_EXERCISE_.
Whatever pictures the entries hold, omit them, and output exactly the lines from the one containing "Query: white cloud" through the final line.

_RECORDS FOR THE EXERCISE_.
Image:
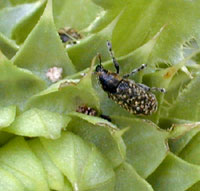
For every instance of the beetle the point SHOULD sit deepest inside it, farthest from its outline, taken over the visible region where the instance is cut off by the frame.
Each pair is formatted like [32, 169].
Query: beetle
[135, 97]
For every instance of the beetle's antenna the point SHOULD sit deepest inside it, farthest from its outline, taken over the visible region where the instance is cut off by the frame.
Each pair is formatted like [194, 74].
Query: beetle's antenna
[99, 57]
[109, 45]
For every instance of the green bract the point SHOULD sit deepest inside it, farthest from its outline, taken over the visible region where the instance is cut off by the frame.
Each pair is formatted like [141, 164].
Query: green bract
[47, 144]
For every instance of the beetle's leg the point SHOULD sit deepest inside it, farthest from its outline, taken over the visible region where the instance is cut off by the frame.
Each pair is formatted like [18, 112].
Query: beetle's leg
[147, 88]
[116, 64]
[142, 67]
[162, 90]
[99, 57]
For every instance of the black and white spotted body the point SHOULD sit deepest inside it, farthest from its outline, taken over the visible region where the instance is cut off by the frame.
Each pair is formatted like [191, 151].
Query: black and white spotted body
[134, 97]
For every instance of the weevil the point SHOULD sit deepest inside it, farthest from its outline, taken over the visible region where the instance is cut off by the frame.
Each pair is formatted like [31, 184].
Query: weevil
[135, 97]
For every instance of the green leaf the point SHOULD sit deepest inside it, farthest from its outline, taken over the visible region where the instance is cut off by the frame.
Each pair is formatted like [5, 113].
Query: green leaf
[82, 163]
[81, 54]
[187, 99]
[43, 48]
[145, 142]
[191, 152]
[137, 25]
[127, 179]
[54, 176]
[105, 135]
[5, 137]
[66, 96]
[7, 46]
[5, 3]
[174, 174]
[24, 27]
[17, 85]
[181, 135]
[7, 116]
[9, 182]
[14, 2]
[10, 17]
[17, 158]
[35, 122]
[77, 14]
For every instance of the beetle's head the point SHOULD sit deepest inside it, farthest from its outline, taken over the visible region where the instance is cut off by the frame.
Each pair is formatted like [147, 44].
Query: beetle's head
[99, 68]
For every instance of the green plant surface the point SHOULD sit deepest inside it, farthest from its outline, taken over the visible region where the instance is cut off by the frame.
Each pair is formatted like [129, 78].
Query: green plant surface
[17, 158]
[86, 168]
[9, 182]
[66, 95]
[7, 116]
[35, 122]
[146, 144]
[22, 84]
[54, 176]
[86, 12]
[127, 179]
[46, 49]
[174, 174]
[106, 136]
[10, 17]
[7, 46]
[46, 144]
[144, 19]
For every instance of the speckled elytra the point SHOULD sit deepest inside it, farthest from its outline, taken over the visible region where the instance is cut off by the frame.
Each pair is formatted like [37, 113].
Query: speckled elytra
[134, 97]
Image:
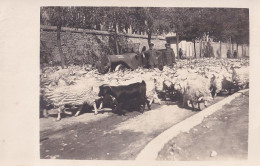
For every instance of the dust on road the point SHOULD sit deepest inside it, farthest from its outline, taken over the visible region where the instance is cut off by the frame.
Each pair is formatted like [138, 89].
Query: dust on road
[221, 136]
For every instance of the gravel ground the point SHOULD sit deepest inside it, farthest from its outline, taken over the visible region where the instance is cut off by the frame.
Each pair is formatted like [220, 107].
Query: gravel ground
[221, 136]
[106, 136]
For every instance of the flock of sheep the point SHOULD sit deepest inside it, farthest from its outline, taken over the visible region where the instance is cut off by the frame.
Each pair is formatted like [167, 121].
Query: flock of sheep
[189, 81]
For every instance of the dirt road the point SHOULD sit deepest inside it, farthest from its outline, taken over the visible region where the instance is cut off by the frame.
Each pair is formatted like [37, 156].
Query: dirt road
[107, 136]
[221, 136]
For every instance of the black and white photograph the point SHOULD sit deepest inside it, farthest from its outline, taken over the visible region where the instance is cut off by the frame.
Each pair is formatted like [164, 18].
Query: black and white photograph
[129, 83]
[115, 81]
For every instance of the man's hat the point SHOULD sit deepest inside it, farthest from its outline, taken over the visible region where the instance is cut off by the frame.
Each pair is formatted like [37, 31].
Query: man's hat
[167, 45]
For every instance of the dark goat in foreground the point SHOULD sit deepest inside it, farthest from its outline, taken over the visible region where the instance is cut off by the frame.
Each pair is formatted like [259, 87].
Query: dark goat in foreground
[126, 93]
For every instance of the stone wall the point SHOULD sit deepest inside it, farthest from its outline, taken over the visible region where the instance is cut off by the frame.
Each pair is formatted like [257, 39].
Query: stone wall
[85, 46]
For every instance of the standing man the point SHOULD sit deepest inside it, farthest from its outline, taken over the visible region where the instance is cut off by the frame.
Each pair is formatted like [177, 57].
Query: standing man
[228, 54]
[235, 54]
[168, 56]
[152, 56]
[180, 53]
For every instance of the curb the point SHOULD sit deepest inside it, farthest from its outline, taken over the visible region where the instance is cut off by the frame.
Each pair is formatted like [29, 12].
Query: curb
[150, 152]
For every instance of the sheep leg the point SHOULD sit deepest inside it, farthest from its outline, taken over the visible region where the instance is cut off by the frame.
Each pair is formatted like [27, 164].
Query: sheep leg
[95, 108]
[101, 106]
[45, 113]
[148, 104]
[193, 109]
[59, 114]
[67, 112]
[151, 101]
[199, 106]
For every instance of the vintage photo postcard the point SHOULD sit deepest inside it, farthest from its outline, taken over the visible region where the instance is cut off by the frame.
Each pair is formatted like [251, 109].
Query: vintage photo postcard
[130, 83]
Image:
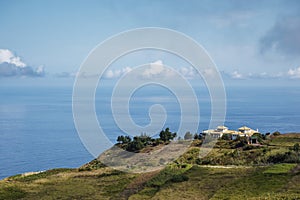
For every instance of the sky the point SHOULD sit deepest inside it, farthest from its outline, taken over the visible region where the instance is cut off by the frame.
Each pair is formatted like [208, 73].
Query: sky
[246, 39]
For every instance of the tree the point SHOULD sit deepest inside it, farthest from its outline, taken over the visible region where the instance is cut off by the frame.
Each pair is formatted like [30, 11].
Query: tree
[188, 136]
[276, 133]
[120, 139]
[166, 135]
[226, 137]
[296, 147]
[241, 142]
[259, 136]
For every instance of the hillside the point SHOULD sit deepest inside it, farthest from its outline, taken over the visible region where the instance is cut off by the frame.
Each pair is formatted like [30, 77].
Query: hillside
[230, 171]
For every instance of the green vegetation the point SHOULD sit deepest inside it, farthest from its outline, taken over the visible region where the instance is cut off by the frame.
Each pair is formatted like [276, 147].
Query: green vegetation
[140, 142]
[232, 170]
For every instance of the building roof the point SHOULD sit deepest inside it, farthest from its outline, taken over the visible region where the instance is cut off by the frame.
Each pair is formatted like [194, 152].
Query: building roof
[244, 128]
[222, 127]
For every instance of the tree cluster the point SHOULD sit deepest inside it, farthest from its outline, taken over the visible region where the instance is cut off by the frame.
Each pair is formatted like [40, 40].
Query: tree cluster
[139, 142]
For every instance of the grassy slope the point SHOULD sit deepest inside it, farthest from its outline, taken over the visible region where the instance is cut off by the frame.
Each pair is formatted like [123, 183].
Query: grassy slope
[184, 179]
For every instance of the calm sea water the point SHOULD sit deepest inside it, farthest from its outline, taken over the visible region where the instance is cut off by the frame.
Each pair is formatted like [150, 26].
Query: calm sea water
[37, 131]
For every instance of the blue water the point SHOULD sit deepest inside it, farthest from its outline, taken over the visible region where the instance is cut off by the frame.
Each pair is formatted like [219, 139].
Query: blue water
[37, 131]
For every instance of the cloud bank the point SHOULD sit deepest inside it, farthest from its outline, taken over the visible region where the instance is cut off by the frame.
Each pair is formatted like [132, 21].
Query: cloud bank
[12, 66]
[283, 37]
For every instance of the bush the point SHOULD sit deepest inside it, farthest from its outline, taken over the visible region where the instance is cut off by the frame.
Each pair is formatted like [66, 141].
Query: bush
[276, 133]
[296, 147]
[226, 137]
[241, 142]
[287, 157]
[179, 178]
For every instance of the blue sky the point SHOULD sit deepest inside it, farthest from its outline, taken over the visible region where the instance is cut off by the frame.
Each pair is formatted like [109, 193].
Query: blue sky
[246, 39]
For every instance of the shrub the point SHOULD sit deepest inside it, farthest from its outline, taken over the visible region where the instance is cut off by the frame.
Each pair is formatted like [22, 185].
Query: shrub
[177, 178]
[276, 133]
[296, 147]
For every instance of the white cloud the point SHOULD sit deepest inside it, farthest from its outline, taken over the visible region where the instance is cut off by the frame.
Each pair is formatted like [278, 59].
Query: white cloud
[110, 74]
[294, 73]
[11, 65]
[157, 69]
[236, 75]
[8, 57]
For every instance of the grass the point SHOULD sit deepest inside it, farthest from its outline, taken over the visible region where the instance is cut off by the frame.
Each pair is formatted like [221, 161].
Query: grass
[241, 173]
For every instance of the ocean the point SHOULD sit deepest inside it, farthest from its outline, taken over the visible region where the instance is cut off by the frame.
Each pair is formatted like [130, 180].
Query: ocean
[37, 131]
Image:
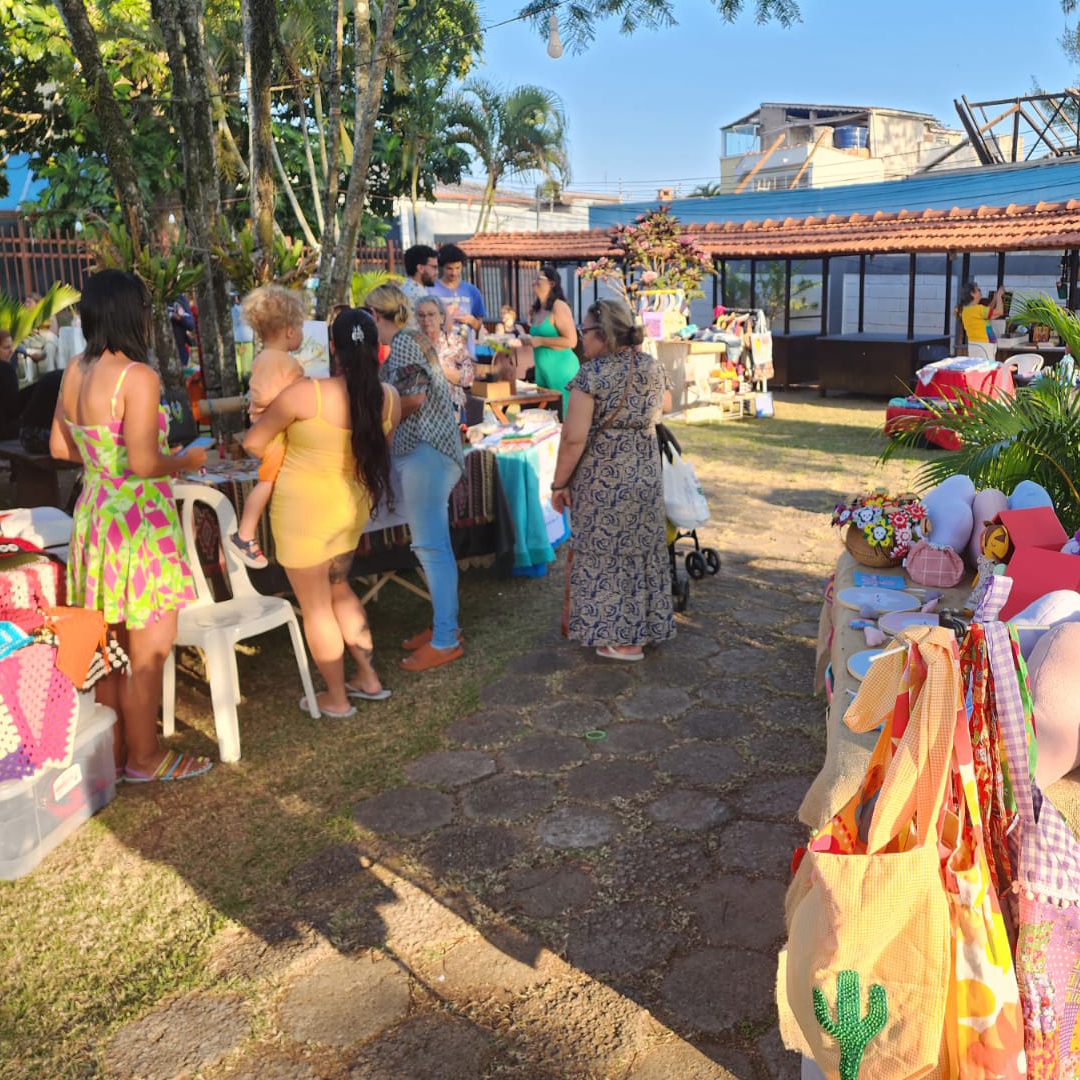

_THE COMPLETED TASK_.
Query: white cloud
[110, 74]
[294, 73]
[11, 65]
[157, 69]
[236, 75]
[8, 57]
For every instance of the grass the point SHOULD sit deepest inside it, farthest from its outline, taken over the visible region where the instance is cut off by the frame.
Each pair is formatted like [221, 161].
Query: grass
[241, 173]
For every instance of the ocean the point SHOULD sit deepest inside it, farthest from its outline, taken over the visible region where the instance is cut off by the frame.
Each pair is formatted like [130, 180].
Query: ocean
[37, 131]
Image:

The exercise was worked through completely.